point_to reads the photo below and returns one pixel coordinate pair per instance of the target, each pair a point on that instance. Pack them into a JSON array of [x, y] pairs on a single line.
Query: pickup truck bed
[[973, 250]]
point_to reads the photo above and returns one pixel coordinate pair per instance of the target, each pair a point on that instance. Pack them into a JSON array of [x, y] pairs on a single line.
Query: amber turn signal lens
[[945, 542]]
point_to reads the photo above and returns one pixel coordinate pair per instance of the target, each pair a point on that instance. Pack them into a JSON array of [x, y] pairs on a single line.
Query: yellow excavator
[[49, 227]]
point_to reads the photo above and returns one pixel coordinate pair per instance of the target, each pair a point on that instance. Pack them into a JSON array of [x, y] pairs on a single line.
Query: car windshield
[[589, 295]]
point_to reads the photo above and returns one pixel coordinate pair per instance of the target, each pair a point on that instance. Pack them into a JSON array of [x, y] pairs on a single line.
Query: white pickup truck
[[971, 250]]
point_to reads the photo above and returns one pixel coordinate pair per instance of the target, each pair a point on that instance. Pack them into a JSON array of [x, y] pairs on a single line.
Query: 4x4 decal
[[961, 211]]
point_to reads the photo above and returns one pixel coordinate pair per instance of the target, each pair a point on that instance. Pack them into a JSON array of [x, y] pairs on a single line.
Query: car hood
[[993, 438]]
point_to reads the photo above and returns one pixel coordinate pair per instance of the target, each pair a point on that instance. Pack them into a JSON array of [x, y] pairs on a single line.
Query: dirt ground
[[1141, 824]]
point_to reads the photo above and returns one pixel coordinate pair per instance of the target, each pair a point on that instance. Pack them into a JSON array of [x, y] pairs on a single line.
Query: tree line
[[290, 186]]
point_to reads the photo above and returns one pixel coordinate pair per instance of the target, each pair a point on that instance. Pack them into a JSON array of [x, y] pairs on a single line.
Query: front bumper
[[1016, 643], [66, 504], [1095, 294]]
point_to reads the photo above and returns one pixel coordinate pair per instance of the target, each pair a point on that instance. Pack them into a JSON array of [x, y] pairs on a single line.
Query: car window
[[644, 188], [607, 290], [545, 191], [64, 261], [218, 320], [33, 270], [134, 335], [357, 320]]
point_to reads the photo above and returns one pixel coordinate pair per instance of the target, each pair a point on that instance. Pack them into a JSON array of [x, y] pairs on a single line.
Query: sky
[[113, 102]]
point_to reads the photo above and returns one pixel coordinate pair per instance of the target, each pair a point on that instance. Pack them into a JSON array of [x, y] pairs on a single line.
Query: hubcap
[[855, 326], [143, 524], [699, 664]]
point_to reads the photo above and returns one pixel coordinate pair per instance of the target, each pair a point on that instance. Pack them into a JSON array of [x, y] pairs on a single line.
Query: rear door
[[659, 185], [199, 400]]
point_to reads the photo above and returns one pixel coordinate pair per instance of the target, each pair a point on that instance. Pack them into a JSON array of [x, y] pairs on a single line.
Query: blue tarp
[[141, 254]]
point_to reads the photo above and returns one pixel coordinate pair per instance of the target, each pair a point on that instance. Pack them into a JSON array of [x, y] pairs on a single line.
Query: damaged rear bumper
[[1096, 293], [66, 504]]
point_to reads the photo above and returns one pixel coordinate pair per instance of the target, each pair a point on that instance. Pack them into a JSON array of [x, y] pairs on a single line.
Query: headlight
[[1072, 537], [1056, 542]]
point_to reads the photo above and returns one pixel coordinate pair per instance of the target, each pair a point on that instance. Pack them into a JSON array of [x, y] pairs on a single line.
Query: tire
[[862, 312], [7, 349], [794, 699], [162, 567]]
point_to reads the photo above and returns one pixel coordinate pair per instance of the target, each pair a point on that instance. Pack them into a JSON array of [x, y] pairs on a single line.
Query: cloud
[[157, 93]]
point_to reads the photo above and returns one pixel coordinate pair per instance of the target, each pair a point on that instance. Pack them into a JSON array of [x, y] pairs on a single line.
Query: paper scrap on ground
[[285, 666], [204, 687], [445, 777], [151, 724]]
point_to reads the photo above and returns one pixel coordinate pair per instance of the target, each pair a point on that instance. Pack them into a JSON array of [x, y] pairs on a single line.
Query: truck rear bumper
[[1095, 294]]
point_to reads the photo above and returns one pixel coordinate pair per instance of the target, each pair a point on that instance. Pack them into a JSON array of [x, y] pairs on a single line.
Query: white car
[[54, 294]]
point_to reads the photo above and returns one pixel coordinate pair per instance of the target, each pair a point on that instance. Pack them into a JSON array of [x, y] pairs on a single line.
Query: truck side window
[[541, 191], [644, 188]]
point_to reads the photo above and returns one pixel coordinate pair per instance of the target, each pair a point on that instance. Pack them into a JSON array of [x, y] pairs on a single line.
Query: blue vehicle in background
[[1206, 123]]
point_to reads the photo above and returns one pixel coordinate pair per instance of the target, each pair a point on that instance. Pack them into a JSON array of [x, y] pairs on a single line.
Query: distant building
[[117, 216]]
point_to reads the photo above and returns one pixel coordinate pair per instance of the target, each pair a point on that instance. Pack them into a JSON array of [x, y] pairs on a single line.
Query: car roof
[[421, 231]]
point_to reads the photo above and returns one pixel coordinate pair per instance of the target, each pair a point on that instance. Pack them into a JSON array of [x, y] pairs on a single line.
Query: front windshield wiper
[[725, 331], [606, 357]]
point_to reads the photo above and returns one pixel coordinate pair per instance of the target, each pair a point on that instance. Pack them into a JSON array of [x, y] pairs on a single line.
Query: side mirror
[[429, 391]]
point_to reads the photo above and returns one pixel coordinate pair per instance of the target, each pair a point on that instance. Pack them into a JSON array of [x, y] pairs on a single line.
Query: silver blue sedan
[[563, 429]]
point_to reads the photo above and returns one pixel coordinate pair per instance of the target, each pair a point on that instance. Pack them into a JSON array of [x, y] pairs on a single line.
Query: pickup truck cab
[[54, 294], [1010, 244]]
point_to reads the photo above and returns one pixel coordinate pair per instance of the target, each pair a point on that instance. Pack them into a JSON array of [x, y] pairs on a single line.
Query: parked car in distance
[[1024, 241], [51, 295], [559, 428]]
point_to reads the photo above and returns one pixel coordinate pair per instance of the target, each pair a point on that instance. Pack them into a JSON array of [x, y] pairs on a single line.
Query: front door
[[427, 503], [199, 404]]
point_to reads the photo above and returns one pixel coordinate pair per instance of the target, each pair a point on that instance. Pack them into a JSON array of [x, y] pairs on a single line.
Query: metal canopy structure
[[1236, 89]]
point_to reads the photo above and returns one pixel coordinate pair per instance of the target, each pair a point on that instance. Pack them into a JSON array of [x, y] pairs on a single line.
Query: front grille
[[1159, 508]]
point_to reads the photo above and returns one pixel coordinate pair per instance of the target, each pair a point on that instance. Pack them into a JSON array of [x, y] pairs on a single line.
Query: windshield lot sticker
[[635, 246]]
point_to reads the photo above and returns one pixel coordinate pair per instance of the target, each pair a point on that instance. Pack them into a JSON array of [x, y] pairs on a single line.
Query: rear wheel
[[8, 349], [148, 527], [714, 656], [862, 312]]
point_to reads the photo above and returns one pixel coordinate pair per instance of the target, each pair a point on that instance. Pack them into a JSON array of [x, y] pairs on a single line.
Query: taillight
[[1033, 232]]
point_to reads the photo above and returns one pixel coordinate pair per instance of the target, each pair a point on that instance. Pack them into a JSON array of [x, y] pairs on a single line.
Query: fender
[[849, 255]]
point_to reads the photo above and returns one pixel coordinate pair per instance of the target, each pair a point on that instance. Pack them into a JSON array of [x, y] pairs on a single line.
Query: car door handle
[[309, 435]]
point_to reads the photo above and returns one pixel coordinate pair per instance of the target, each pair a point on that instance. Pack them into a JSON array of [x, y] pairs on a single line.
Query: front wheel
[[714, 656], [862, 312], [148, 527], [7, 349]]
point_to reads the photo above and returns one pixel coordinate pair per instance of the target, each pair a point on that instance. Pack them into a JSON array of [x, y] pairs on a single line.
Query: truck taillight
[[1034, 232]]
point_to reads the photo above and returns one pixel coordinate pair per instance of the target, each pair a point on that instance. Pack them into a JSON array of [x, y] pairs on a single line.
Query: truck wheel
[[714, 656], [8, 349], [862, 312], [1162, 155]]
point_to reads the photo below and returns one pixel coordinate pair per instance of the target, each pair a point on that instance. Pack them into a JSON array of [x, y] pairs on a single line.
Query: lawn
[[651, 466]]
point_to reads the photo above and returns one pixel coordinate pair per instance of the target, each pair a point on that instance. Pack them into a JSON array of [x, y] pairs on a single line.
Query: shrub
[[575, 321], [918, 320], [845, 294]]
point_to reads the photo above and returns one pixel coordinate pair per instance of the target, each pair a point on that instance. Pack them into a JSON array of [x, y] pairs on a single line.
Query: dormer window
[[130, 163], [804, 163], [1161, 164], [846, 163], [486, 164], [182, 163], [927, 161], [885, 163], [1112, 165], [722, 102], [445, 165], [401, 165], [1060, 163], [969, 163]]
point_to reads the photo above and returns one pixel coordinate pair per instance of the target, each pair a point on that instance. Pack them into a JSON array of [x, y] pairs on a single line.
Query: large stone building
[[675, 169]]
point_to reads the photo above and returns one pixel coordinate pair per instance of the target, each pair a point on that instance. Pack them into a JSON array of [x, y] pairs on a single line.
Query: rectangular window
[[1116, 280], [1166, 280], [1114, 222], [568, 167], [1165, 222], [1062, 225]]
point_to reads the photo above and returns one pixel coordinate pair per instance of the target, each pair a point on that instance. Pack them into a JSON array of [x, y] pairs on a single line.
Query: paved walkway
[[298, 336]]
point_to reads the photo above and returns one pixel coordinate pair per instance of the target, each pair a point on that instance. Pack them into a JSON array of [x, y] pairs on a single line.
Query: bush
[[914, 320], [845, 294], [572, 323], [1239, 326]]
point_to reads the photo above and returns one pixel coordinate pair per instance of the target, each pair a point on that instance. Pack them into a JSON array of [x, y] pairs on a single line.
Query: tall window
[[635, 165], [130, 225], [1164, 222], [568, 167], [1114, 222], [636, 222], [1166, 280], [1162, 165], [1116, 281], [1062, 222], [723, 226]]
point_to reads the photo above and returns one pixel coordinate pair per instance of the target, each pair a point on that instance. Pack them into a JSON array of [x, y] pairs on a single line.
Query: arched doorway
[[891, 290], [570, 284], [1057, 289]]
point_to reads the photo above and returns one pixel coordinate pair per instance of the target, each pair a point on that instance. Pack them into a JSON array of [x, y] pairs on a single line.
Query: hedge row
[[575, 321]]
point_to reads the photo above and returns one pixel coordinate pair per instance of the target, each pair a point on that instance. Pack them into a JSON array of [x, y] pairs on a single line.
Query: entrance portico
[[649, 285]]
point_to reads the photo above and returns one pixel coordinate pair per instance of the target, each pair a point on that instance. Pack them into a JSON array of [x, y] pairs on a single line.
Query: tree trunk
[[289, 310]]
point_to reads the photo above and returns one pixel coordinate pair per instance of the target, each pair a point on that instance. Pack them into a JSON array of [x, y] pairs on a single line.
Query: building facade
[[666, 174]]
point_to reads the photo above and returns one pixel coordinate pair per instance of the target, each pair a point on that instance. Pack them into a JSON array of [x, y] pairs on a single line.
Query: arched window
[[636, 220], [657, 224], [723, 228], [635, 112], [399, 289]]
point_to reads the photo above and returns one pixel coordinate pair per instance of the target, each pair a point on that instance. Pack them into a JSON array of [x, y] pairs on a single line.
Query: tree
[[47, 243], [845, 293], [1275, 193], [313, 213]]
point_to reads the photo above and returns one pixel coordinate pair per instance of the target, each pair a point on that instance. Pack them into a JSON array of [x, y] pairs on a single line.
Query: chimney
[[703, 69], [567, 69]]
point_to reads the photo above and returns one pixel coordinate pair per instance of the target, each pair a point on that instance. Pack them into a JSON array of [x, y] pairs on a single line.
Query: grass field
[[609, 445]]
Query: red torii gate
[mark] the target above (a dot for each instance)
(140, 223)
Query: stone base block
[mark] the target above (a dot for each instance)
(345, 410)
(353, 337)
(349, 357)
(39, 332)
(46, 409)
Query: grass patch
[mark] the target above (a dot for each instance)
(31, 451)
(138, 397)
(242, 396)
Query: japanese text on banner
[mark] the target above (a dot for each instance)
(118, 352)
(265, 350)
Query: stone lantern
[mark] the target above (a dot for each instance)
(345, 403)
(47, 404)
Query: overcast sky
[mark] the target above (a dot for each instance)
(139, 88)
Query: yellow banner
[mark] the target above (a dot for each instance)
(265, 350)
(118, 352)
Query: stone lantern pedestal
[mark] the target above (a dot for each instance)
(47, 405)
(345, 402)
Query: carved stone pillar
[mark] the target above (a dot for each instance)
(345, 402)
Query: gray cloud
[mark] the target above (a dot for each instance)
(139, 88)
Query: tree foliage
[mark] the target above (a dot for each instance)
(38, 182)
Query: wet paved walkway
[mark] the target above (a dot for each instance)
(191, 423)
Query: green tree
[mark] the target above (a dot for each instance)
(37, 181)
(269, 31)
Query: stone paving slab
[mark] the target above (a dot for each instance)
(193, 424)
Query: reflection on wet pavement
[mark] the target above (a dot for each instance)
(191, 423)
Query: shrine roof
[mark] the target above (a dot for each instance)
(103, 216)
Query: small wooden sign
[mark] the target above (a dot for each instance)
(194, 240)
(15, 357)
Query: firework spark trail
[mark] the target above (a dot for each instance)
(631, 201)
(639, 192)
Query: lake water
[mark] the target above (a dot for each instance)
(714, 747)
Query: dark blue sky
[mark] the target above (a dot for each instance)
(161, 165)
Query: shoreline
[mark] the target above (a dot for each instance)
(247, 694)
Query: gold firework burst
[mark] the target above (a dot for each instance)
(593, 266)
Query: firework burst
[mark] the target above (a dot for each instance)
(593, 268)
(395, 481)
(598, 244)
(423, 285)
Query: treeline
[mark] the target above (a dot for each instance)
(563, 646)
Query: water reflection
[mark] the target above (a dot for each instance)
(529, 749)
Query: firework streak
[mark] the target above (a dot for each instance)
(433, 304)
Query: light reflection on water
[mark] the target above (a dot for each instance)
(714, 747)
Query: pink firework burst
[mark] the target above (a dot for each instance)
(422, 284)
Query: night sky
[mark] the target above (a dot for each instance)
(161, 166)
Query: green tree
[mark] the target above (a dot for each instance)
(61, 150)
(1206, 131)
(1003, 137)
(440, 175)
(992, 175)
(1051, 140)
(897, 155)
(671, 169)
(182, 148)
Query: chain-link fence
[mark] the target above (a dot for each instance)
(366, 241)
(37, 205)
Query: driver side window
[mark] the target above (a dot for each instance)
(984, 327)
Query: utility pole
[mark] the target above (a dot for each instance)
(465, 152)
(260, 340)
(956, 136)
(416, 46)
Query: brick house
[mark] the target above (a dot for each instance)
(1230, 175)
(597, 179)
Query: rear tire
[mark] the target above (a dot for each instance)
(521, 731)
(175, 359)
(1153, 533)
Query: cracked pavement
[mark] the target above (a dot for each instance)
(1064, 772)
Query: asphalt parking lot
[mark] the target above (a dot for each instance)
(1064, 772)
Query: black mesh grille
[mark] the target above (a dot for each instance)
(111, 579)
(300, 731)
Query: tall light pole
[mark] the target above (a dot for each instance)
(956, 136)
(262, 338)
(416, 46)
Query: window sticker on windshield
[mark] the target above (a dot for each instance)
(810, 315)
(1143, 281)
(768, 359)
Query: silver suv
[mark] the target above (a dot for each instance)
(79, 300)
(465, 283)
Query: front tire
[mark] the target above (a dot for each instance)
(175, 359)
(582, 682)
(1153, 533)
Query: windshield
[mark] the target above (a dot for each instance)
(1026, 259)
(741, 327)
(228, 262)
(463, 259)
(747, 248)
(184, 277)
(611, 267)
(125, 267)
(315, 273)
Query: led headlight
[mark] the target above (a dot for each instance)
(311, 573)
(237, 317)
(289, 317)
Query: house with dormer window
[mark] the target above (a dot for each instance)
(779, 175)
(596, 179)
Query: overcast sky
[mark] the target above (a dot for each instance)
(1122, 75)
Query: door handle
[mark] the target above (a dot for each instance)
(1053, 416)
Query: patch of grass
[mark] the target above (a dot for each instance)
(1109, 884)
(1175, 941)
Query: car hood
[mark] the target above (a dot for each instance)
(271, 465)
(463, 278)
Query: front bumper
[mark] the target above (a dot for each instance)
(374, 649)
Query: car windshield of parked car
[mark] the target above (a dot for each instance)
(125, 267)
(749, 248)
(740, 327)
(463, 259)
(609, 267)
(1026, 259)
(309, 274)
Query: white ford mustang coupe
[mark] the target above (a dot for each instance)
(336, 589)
━━━━━━━━━━━━━━━━━━━━
_What you have to do_
Using the records above, count the lines containing "pole". Give no words besides the number.

_Expected answer_
2